Material provided:
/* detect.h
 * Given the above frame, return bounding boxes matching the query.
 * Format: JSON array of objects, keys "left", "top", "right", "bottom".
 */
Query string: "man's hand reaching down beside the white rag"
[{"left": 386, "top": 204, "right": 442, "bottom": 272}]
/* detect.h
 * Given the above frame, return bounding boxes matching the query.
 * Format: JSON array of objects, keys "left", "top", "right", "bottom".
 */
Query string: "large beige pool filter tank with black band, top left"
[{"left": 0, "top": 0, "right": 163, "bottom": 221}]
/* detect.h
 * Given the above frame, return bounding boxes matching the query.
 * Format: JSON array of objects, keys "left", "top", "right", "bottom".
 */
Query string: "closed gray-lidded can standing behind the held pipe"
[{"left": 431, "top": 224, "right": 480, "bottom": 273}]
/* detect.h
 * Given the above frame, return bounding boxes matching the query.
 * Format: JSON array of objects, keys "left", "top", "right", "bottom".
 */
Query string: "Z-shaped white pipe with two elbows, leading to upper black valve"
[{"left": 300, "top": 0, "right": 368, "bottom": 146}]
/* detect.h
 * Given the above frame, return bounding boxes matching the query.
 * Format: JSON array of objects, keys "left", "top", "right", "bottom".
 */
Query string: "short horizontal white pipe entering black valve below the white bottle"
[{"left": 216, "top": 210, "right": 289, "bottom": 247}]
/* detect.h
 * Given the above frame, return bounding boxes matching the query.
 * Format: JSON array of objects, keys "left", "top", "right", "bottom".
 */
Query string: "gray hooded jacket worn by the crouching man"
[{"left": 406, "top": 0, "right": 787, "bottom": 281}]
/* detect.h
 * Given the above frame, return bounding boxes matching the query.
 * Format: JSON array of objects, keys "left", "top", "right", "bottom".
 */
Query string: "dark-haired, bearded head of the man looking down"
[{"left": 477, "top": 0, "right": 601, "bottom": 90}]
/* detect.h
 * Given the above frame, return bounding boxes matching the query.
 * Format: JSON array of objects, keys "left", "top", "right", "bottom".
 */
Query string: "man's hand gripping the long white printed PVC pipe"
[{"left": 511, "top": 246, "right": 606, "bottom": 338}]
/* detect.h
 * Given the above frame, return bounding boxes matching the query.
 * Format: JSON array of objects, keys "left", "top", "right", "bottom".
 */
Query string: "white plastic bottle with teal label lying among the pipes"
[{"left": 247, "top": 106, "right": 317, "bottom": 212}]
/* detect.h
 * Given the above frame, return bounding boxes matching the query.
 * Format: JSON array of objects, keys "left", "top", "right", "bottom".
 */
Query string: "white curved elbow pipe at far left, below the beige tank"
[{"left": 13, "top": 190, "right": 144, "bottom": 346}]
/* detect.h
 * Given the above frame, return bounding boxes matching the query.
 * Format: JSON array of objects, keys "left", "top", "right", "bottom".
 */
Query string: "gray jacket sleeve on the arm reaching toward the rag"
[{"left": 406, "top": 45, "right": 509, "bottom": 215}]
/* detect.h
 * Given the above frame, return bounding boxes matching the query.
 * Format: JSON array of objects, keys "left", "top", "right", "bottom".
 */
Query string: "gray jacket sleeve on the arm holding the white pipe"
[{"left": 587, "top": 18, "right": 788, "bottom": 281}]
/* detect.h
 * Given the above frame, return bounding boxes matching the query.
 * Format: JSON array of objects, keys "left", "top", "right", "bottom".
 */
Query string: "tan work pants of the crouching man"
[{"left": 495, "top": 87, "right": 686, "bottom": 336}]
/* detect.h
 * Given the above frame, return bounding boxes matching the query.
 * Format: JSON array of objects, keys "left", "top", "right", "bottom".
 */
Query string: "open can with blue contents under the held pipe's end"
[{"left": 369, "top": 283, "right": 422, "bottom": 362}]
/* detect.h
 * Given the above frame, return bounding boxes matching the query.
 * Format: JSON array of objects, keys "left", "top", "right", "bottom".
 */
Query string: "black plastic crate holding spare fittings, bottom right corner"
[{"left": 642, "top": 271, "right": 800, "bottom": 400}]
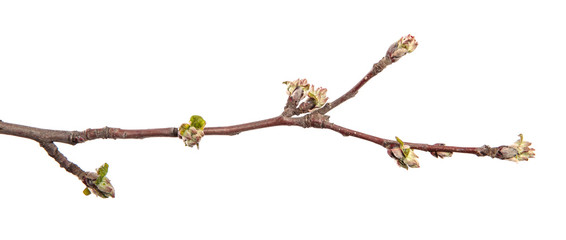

What is being asked: The data above must be written out again without alteration, and the pictures in them must be excluded.

Written solution:
/* detect.h
 * Given the above frame, return bounding boxes matching the query.
 * Format: JSON array of objects, keys "left", "top", "right", "bottom".
 */
Query string: "man's hand reaching down beside the white rag"
[{"left": 386, "top": 204, "right": 442, "bottom": 272}]
/* detect.h
 * Given the above frame, return bounding boxes matching the query.
 * Format: JSON array of objects, keys "left", "top", "right", "bottom".
 */
Query string: "large beige pool filter tank with black band, top left"
[{"left": 0, "top": 0, "right": 163, "bottom": 221}]
/* detect.h
 * Given the above frame, return bounding boxes matching the query.
 * Format: JSON array of objects, keys "left", "top", "right", "bottom".
 */
Query string: "closed gray-lidded can standing behind the held pipe"
[{"left": 431, "top": 224, "right": 480, "bottom": 273}]
/* detect.h
 * Given the above frame, return bounding boxes matching the query.
 * Format: JSON array of objects, keys "left", "top", "right", "bottom".
 */
Query string: "Z-shaped white pipe with two elbows, leading to upper black valve"
[{"left": 300, "top": 0, "right": 368, "bottom": 146}]
/* detect.h
 * Given the above frame, return bounding boxes matching the query.
 * Format: JSON array of objects, keys "left", "top", "right", "bottom".
 */
Query string: "short horizontal white pipe entering black valve below the white bottle"
[{"left": 216, "top": 210, "right": 289, "bottom": 247}]
/* detect.h
 * Given the above frame, return bounding boxes matching the query.
 * Format: JSON array of objects, keys "left", "top", "right", "bottom".
 */
Query string: "gray hooded jacket worn by the crouching man"
[{"left": 406, "top": 0, "right": 787, "bottom": 281}]
/* detect.h
 * Given the above frame, return bounding boxes matching the query.
 * Format: JSON array of objects, keys "left", "top", "right", "bottom".
 */
Query string: "dark-haired, bearded head of the man looking down"
[{"left": 477, "top": 0, "right": 601, "bottom": 90}]
/* detect.h
 * Given the above frame, return bounding boxes matching the query.
 * Format: JSON array of objects, keys "left", "top", "right", "bottom".
 */
Query string: "man's hand gripping the long white printed PVC pipe"
[{"left": 511, "top": 246, "right": 606, "bottom": 338}]
/* detect.h
 * Given the above frame, return bounding boxes matching the query.
 * Format: JSON array of objects, keys "left", "top", "right", "bottom".
 */
Query string: "white plastic bottle with teal label lying among the pipes"
[{"left": 247, "top": 106, "right": 317, "bottom": 212}]
/* detect.h
 * Given the above frame, return bounding boxes matching the query.
 * Format: JSON array of objects, keys "left", "top", "right", "bottom".
 */
Query string: "white curved elbow pipe at far left, below the beige tank"
[{"left": 13, "top": 190, "right": 144, "bottom": 346}]
/* detect.h
 * Given the above frame, return bounding boxes matching the query.
 * Format: JSON array of objects, keys "left", "top", "right", "bottom".
 */
Query string: "gray jacket sleeve on the arm reaching toward the rag"
[{"left": 406, "top": 45, "right": 509, "bottom": 215}]
/* detect.h
 * Given the above frame, return bounding boxes matching the query.
 * Format: JSON array of objects, keys "left", "top", "right", "bottom".
 */
Query string: "gray jacket sleeve on the arm holding the white pipe"
[{"left": 587, "top": 18, "right": 788, "bottom": 281}]
/* detect.h
 * Given the above frame, return bounding boxes matching the query.
 * Format: JSON array of objects, keys "left", "top", "right", "bottom".
 */
Query string: "tan work pants of the crouching man"
[{"left": 495, "top": 87, "right": 686, "bottom": 336}]
/* detect.h
 * Given the above frame, return bounding boxes matching the query.
 * Format: JSON array of objects, keys "left", "top", "right", "bottom".
 */
Query string: "open can with blue contents under the held pipe's end"
[{"left": 369, "top": 283, "right": 422, "bottom": 362}]
/* detect.h
 * Given the above frame, return bounding boxes matching the query.
 * Format: JSON array of objects, keys "left", "top", "right", "bottom".
 */
Query string: "black plastic crate holding spare fittings, bottom right corner"
[{"left": 642, "top": 271, "right": 800, "bottom": 400}]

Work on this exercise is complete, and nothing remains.